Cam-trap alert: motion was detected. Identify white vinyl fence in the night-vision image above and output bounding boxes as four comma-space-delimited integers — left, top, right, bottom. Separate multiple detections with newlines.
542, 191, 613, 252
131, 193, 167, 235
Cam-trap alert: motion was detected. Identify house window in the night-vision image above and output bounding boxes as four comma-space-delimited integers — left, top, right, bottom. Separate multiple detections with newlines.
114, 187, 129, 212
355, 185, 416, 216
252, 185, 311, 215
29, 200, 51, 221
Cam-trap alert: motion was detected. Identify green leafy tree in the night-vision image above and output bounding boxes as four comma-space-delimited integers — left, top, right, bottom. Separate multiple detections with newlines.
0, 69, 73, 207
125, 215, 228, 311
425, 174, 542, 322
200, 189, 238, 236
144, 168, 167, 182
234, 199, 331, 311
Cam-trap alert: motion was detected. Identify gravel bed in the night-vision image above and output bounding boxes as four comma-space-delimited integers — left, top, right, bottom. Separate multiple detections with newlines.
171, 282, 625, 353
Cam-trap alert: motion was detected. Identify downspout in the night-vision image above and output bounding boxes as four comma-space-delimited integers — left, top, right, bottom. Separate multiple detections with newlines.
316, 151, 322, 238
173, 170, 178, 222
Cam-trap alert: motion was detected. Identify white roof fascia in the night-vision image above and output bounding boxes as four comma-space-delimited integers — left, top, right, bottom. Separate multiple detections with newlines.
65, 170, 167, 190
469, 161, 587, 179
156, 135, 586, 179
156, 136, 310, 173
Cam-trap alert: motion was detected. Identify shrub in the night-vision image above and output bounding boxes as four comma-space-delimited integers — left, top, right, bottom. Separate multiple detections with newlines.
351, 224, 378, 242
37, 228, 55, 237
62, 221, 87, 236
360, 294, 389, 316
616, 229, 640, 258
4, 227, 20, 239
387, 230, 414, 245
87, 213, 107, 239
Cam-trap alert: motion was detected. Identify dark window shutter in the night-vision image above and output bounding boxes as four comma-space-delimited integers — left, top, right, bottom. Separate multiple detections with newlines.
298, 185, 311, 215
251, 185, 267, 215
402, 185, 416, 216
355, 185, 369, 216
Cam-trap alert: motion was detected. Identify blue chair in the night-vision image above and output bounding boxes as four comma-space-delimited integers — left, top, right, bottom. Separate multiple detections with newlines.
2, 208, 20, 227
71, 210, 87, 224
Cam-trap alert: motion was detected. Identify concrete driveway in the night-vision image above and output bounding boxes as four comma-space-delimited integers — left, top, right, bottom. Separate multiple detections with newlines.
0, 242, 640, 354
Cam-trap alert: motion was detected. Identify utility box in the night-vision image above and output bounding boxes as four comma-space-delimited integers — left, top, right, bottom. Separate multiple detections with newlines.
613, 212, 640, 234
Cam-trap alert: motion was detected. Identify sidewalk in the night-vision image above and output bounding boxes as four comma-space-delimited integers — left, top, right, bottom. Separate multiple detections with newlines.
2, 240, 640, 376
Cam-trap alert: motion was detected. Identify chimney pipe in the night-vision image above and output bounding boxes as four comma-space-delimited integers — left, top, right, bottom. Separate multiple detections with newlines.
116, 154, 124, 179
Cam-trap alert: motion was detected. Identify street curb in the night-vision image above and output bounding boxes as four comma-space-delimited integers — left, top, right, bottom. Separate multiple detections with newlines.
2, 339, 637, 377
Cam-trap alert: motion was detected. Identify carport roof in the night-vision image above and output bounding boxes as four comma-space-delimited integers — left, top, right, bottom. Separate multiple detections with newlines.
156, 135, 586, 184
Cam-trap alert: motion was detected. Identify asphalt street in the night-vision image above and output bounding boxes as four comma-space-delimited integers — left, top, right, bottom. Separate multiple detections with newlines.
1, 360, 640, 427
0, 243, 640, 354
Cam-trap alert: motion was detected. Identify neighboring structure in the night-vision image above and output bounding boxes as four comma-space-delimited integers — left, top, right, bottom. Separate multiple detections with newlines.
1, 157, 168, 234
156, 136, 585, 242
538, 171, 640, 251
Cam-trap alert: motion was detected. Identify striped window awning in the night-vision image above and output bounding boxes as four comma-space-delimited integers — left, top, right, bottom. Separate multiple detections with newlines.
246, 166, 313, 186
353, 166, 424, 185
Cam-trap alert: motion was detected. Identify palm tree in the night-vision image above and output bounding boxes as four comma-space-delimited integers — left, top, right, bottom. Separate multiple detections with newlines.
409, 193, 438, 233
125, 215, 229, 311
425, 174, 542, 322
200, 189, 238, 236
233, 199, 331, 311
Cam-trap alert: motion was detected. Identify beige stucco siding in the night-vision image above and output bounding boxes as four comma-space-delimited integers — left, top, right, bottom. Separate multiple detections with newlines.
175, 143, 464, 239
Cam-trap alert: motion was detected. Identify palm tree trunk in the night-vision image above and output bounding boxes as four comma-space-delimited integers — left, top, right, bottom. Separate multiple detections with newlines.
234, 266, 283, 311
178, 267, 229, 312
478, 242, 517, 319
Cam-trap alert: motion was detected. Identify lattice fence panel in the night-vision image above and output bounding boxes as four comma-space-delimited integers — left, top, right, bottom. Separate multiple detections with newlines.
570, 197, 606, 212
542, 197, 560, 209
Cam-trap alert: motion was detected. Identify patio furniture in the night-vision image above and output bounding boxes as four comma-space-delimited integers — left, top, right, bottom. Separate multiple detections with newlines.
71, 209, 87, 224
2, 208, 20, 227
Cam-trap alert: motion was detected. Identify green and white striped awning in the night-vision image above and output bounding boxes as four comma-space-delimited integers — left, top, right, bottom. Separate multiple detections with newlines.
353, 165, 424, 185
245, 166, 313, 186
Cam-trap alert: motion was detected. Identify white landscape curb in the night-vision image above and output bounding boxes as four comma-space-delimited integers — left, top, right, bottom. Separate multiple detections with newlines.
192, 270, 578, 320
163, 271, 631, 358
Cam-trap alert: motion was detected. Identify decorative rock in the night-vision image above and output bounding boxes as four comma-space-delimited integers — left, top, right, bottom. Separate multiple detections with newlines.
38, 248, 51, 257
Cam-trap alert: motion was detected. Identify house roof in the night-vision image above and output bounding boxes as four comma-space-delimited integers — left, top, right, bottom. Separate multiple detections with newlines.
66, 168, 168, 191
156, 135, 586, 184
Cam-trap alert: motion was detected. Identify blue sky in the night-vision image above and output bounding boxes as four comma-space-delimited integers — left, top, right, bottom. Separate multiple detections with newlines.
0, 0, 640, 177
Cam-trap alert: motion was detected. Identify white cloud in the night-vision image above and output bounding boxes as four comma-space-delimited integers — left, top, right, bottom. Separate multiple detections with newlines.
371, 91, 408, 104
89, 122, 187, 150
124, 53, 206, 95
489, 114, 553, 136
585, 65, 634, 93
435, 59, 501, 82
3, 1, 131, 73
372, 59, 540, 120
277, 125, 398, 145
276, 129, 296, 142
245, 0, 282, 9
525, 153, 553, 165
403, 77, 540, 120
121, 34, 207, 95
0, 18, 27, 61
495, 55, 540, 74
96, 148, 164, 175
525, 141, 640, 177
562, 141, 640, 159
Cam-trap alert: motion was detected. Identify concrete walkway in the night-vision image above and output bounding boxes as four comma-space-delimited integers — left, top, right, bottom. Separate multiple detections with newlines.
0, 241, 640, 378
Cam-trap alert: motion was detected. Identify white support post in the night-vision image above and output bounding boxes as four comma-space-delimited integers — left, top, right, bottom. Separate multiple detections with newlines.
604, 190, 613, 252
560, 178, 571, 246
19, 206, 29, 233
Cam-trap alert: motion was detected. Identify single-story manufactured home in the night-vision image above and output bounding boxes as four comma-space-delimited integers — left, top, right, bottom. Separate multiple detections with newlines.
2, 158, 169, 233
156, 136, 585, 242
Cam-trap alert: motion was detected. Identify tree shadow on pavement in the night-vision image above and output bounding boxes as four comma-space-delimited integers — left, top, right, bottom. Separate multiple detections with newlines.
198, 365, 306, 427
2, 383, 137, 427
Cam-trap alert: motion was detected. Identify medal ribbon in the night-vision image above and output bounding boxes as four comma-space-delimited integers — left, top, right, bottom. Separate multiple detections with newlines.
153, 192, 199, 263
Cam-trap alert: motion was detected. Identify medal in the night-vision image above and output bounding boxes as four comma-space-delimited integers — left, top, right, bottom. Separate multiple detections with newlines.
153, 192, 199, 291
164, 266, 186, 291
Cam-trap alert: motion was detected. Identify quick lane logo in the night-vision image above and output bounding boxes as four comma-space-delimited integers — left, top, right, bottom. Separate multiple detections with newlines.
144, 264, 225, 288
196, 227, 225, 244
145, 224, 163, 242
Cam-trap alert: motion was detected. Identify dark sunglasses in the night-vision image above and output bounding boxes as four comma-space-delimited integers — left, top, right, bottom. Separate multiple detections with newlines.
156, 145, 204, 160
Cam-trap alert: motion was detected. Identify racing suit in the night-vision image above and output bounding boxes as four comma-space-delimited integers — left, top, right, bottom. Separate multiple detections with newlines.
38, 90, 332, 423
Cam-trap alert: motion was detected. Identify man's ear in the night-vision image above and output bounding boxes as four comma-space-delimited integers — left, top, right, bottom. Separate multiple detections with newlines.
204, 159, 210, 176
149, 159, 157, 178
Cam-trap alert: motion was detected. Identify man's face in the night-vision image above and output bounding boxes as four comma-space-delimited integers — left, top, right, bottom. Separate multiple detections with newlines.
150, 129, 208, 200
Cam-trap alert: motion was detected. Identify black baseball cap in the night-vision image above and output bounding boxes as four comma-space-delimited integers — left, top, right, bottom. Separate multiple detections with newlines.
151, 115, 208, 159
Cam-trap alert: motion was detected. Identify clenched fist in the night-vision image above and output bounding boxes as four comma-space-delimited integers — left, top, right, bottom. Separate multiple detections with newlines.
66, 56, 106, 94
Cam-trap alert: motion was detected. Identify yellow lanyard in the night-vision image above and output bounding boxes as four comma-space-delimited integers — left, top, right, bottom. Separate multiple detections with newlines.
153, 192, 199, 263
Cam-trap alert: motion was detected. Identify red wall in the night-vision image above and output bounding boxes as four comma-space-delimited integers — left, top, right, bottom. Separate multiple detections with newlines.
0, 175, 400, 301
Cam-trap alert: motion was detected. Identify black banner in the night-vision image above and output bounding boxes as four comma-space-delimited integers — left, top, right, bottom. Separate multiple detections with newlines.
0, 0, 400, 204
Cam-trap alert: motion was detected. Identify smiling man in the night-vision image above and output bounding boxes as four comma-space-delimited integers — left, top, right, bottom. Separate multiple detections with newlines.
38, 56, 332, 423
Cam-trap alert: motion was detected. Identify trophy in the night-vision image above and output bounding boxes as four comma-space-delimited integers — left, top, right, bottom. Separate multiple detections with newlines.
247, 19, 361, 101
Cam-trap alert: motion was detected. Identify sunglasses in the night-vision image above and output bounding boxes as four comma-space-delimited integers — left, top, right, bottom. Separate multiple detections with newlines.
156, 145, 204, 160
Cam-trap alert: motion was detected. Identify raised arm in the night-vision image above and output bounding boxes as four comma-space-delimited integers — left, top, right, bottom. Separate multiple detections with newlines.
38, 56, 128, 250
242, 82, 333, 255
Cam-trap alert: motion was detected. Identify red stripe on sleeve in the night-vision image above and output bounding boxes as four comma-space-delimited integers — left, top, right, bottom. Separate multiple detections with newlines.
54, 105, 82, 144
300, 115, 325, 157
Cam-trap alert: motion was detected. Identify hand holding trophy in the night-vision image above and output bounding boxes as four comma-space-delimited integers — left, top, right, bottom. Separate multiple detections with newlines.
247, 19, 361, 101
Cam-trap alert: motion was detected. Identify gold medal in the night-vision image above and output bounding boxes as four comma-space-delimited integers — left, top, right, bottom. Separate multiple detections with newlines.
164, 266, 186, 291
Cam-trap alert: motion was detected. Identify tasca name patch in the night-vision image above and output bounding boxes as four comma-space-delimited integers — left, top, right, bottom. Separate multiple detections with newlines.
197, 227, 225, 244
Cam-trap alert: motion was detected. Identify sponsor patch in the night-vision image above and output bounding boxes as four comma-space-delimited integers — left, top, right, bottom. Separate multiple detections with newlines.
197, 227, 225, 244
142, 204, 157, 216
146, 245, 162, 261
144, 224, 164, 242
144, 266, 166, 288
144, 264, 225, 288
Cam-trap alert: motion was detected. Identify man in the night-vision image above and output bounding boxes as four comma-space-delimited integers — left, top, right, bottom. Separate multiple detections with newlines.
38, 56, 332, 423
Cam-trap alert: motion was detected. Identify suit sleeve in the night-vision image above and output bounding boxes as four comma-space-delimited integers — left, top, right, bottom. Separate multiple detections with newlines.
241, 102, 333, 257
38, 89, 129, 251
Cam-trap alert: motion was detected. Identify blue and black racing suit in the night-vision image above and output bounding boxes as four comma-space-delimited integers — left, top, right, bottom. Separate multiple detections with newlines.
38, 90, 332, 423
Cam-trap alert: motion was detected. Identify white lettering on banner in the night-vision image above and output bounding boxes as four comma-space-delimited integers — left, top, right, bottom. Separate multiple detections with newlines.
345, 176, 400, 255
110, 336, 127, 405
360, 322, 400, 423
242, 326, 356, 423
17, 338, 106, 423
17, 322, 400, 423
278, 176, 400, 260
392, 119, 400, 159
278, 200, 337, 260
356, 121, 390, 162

********

# [PROBLEM DESCRIPTION]
Can you revise the entries starting at the line containing "Cam-trap alert: motion was detected. Identify yellow" and ending at the line containing "0, 175, 400, 301", giving only those lines back with "red wall" swapped for "brick wall" and everything else unchanged?

# [COMPLETE ANSWER]
Cam-trap alert: motion was detected. Identify yellow lanyard in the night-vision image above and output bounding boxes as four comma-space-delimited integers — left, top, right, bottom. Separate multiple detections with newlines.
153, 192, 199, 263
Cam-trap alert: motion was detected. Identify brick wall in the night-vision image above and output bounding boxes as four comma-space-delimited integers — left, top, right, bottom. Separate multiple detections with newlines.
0, 175, 400, 301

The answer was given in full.